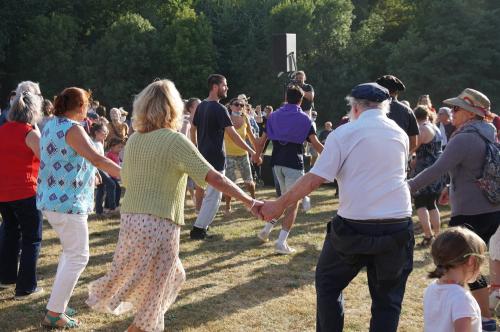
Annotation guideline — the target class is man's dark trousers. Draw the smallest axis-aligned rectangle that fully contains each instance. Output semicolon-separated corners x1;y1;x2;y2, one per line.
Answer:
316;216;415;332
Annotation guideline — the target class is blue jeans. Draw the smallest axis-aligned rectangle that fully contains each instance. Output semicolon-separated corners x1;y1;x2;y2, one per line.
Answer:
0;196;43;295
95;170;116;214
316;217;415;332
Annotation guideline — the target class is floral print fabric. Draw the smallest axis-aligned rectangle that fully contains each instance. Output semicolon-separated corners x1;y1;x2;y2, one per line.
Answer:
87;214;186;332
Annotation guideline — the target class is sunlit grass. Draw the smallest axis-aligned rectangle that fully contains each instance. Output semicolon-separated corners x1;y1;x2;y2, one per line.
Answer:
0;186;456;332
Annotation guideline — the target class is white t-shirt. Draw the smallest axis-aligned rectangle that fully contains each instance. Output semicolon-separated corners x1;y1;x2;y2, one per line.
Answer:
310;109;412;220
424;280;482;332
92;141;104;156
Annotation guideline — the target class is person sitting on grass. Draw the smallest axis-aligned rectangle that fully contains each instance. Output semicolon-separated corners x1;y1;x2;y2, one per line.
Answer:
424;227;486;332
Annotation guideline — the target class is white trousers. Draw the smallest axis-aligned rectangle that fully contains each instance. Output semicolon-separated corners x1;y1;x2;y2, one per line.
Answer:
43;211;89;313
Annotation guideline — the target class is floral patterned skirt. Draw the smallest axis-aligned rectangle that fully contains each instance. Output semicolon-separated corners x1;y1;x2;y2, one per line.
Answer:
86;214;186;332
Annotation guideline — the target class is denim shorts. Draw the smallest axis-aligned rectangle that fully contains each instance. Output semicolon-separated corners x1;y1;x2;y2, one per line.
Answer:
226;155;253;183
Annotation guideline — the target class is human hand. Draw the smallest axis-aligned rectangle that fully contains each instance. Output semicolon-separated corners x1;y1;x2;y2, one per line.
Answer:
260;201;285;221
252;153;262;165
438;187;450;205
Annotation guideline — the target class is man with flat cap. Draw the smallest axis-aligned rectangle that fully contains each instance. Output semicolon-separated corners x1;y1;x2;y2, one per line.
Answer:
◇ ◇ ◇ ◇ ◇ ◇ ◇
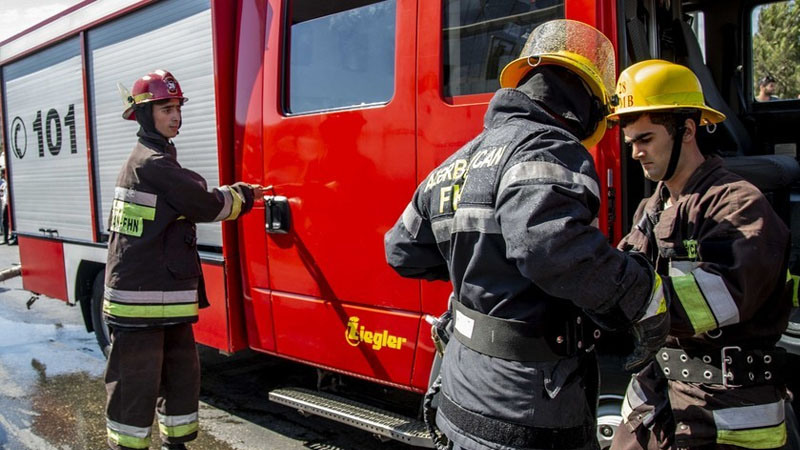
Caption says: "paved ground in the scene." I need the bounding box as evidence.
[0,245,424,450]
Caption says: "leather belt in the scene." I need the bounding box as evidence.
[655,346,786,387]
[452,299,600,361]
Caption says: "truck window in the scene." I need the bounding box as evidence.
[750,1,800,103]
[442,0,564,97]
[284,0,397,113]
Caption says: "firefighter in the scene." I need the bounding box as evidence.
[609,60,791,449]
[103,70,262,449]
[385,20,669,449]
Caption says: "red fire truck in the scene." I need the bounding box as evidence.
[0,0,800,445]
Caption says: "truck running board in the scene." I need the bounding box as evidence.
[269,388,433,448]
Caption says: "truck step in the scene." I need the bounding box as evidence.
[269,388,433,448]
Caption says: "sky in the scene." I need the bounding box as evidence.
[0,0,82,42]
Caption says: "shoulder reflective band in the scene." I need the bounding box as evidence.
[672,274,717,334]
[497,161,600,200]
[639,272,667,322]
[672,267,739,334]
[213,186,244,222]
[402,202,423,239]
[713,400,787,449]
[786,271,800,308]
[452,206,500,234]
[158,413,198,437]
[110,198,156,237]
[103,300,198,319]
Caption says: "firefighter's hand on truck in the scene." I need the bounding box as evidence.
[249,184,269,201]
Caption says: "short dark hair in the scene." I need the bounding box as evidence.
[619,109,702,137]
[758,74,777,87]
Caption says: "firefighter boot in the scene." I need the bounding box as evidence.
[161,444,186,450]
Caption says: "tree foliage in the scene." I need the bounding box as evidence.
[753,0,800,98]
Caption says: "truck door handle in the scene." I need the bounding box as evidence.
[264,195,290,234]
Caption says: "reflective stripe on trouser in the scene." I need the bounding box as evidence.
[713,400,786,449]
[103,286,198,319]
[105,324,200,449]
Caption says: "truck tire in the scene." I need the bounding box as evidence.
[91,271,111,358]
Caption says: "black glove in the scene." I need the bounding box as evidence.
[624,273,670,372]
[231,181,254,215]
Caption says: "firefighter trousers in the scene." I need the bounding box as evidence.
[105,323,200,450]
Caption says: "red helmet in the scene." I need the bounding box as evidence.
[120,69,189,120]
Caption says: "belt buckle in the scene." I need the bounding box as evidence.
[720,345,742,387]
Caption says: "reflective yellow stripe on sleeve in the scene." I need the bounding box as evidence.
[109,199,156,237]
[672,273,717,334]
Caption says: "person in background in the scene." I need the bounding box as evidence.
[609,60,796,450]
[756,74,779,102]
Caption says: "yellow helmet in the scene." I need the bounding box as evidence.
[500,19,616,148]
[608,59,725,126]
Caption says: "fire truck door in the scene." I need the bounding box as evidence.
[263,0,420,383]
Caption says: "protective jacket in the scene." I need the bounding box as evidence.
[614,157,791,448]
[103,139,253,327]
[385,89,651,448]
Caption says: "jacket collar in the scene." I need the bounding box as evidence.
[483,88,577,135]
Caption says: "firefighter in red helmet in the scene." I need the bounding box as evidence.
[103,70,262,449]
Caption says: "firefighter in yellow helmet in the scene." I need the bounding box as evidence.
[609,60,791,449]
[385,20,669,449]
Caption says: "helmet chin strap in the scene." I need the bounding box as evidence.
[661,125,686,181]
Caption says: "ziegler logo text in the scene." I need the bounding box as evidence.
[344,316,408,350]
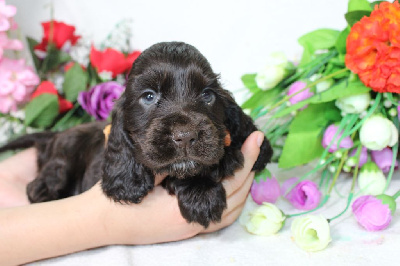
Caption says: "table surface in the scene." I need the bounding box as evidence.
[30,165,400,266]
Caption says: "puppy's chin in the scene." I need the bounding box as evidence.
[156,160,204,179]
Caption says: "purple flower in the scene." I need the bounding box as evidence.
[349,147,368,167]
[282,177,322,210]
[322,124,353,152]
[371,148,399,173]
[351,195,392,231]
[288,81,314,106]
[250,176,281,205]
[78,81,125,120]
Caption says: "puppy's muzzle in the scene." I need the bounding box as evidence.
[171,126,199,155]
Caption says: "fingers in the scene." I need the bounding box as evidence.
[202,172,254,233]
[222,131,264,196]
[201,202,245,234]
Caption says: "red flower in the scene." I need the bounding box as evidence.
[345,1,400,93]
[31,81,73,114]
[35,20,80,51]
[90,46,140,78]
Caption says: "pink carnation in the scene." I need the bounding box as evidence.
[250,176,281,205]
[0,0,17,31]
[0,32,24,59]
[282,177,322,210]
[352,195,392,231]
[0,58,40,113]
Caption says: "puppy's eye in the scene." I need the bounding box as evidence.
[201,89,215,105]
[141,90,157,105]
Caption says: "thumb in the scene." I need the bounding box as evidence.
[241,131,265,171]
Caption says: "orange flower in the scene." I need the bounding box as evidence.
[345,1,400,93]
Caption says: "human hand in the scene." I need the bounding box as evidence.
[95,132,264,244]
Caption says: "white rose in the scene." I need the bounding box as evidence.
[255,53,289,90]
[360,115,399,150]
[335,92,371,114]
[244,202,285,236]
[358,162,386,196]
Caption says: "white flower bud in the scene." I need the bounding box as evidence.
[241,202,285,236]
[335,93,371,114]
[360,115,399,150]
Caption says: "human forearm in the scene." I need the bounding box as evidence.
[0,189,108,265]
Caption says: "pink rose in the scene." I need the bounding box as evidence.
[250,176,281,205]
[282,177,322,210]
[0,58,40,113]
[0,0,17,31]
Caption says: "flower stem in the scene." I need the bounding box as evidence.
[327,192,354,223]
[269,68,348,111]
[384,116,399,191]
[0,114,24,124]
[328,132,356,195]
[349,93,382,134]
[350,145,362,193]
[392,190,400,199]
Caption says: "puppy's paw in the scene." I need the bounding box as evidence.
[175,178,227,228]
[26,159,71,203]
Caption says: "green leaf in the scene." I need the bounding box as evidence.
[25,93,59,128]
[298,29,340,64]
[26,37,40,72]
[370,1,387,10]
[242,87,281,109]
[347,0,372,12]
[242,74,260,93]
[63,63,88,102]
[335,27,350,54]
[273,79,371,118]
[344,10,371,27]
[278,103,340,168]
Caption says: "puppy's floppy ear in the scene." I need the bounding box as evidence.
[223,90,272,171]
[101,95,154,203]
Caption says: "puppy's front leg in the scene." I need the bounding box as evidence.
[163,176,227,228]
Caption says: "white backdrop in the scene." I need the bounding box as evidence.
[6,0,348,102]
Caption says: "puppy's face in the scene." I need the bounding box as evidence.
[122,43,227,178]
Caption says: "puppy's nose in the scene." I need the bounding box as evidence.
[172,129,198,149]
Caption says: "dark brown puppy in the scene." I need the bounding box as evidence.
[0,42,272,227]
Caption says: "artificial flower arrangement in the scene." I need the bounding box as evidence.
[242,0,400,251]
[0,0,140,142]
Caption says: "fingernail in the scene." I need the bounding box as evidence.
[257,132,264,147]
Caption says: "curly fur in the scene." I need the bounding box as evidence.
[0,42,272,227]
◇ ◇ ◇ ◇ ◇ ◇ ◇
● **Direction**: List as numbered lines everything in the listing between the line containing "muzzle in the" and the line containing "[26,159,71,203]", inclusive, skipping any blank lines.

● **Correct answer**:
1. Caption says: "puppy's muzzle in the scene." I need the bounding box as evidence.
2. [171,126,199,155]
3. Caption says: "fingers in the scene." I need the bounding box as evidence.
4. [202,172,254,233]
5. [222,131,264,196]
6. [201,202,245,234]
7. Caption says: "red flower in the scene." I need the bounding box as evidence.
8. [345,1,400,93]
9. [31,81,73,114]
10. [35,20,80,51]
11. [90,46,140,78]
12. Caption says: "pink carnation in the scene." I need the bounding box as evidence.
13. [250,176,281,205]
14. [0,0,17,31]
15. [0,32,24,59]
16. [282,177,322,210]
17. [352,195,392,231]
18. [0,58,40,113]
19. Caption says: "puppy's eye in the scene." I need the bounding box as evidence.
20. [201,89,215,105]
21. [141,90,157,105]
22. Caption says: "thumb in the scene." I need the bounding box as evidence.
23. [241,131,265,171]
24. Caption says: "orange flower in the scene." I need the bounding box as evidence.
25. [345,1,400,93]
26. Caption says: "human hand in the scene." I need the bounding box as evidence.
27. [95,132,264,244]
28. Caption says: "white rose in the scene." I need the bounding box as evidence.
29. [255,53,289,90]
30. [360,115,399,150]
31. [335,92,371,114]
32. [244,202,285,236]
33. [358,162,386,196]
34. Caption says: "white flower bud in the scene." I need the bounding box as evidence.
35. [241,202,285,236]
36. [335,93,371,114]
37. [360,115,399,150]
38. Caption says: "human forearm in the scene." I need the bounding box as evidence.
39. [0,189,108,265]
40. Caption says: "pink rose in the scene." I need the bounding box as evidence.
41. [250,176,281,205]
42. [282,177,322,210]
43. [0,58,40,113]
44. [0,0,17,31]
45. Caption says: "flower stem in the scene." I need the bounding box as evidence.
46. [327,192,354,223]
47. [269,68,348,111]
48. [384,116,399,191]
49. [0,114,24,124]
50. [328,132,356,195]
51. [349,93,382,134]
52. [350,145,362,193]
53. [392,190,400,199]
54. Caption says: "puppy's paw in the scene." I need the bounding box as evidence.
55. [175,178,227,228]
56. [26,159,71,203]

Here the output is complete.